The credits would be awarded if a public health emergency is declared by the governor as a result of communicable or infectious disease. It would result in the modification of correctional facility operations.

“Our prison system has been severely impacted by the COVID-19 pandemic,” Mukherji and the other bill sponsors said in a joint statement. “Inmates have been afflicted at a particularly alarming rate due to the inability to quarantine or practice social distancing, creating a higher risk for individuals and the community at large upon their release.”

According to the NJ Department of Corrections, there have been 781 employees who have tested positive for COVID-19, and 2,777 inmates. Forty-eight inmates have died across the state.

The closest state prison to Hudson County is Northern State in Newark. At Northern State, 142 staff members have fallen sick and 210 inmates, according to the NJDOC. Nine inmates died from the virus.

The proposed credits are intended to help expedite the release of inmates who are approaching the end of their sentences.

“If we can enhance public health and safety by releasing eligible prisoners who are getting out anyway, we can effectively help reduce the spread of the virus in these facilities and reduce risk to the community upon their release,” according to the sponsors’ joint statement.

Under the bill, credits would be awarded to an inmate in the custody of the Department of Corrections who is serving a sentence or receiving jail credits applicable to the sentence.

The credits would provide further remission from both the maximum and minimum term of the inmate’s sentence at the rate of six months for each month served during the declared emergency. A maximum of up to 12 months of remission could be awarded for any declared emergency period.

Awarding of public health emergency credits would not limit or affect an inmate’s eligibility for parole consideration.

The bill will now go to the Speaker for further consideration.

+ + + + +

= WHAT THIS EXERCISE ASKS =
A – Restate the passage on the prison credit bill starting with "Awarding of public" and going on through "for further consideration.", swapping "Speaker" out for "full Assembly".
B – Answer these questions about the prison credit bill passage:
(i) According to the NJ Department of Corrections, how many employees have tested positive for COVID-19?
(ii) Which state prison is closest to Hudson County?
(iii) What is the most remission that could be awarded for any declared emergency period?

Saved data entries
+ + + + +

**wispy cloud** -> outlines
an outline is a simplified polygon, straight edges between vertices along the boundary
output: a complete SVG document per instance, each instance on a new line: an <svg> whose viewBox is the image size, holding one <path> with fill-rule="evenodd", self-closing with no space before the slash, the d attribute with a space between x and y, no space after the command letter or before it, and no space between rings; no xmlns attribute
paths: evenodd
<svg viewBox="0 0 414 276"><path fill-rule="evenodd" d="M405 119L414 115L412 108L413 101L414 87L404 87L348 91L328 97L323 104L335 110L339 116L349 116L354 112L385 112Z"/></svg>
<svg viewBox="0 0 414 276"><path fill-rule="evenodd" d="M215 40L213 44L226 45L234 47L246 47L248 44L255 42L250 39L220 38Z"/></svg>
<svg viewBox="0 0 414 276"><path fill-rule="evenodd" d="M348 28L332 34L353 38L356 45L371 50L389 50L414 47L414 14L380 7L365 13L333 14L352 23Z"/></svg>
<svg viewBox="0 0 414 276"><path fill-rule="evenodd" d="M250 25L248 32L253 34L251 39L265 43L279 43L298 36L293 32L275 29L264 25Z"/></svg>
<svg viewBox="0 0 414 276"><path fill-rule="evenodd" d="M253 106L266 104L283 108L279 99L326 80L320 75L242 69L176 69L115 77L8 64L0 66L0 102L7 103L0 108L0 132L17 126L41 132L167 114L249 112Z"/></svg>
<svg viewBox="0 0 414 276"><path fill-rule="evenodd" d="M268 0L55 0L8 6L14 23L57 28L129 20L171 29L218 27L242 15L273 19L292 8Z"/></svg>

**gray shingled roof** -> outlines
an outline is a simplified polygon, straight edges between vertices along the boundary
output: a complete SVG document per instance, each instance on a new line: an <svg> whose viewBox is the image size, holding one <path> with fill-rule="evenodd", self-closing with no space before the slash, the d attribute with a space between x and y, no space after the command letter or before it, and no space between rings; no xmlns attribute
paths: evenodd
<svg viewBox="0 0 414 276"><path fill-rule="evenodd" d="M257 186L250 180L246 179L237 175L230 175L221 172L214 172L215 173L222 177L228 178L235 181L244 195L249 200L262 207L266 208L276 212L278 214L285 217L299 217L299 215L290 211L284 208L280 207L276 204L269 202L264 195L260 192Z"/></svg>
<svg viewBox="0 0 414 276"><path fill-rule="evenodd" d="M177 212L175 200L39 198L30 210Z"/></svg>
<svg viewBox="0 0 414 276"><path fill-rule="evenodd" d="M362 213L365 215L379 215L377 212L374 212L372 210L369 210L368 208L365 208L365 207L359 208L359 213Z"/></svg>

+ + + + +

= ANSWERS BY ITEM =
A –
Awarding of public health emergency credits would not limit or affect an inmate’s eligibility for parole consideration.

The bill will now go to the full Assembly for further consideration.

B –
(i) 781 employees.
(ii) Northern State in Newark.
(iii) Up to 12 months.